*Description of the task*
In the entries below, find every line holding the string "region" and collect it.

────────────────

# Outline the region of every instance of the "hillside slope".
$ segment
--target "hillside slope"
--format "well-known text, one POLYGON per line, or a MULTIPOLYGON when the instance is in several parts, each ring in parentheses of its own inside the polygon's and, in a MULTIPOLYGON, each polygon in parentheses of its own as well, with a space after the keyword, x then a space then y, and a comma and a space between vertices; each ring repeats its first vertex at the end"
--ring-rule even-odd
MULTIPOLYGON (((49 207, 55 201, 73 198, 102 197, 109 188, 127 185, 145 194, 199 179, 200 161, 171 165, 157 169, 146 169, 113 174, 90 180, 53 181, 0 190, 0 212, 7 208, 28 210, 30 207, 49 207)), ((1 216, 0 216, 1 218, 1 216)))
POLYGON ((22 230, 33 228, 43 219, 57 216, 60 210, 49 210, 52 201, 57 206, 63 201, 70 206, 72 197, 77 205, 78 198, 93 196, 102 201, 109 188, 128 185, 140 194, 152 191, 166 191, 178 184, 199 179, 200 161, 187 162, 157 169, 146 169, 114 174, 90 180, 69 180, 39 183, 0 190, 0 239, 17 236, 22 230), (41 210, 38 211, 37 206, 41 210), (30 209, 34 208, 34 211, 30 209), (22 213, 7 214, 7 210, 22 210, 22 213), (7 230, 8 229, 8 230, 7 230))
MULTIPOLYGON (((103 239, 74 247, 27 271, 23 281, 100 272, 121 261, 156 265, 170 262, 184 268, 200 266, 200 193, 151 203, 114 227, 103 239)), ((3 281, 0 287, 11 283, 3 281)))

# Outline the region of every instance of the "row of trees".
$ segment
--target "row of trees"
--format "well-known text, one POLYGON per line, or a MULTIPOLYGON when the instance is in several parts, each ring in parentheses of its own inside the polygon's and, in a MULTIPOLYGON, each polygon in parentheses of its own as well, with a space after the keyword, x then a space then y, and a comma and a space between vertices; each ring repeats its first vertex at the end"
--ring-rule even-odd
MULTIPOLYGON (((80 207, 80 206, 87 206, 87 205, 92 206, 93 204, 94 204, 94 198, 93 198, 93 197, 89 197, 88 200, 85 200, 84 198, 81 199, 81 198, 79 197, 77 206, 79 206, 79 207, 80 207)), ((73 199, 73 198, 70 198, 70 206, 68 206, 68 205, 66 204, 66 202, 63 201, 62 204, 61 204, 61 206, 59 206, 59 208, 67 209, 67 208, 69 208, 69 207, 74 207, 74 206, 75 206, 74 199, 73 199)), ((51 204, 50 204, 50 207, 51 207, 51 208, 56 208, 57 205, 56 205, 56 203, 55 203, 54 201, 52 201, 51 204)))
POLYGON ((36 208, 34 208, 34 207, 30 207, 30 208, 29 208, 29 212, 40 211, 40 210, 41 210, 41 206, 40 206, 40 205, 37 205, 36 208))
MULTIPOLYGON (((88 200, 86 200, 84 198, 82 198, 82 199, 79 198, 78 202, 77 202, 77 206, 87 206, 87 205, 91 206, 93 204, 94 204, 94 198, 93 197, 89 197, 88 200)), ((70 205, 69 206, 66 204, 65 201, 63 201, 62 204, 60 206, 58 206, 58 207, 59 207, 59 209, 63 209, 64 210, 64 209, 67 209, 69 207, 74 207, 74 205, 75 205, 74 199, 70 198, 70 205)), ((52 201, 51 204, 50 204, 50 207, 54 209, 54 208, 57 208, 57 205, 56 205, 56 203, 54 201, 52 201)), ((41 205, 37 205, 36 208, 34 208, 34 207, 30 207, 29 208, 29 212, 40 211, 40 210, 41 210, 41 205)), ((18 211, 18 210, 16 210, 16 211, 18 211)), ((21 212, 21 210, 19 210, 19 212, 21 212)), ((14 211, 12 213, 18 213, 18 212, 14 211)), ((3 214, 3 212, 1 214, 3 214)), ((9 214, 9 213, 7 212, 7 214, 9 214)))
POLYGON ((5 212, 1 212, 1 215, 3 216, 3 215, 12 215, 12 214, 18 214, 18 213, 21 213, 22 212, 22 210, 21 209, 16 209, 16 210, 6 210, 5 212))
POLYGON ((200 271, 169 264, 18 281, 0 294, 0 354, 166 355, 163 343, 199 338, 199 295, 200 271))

────────────────

*Written response*
# Outline the region of every instance of the "hillside slope".
# Outline the region of every instance of the "row of trees".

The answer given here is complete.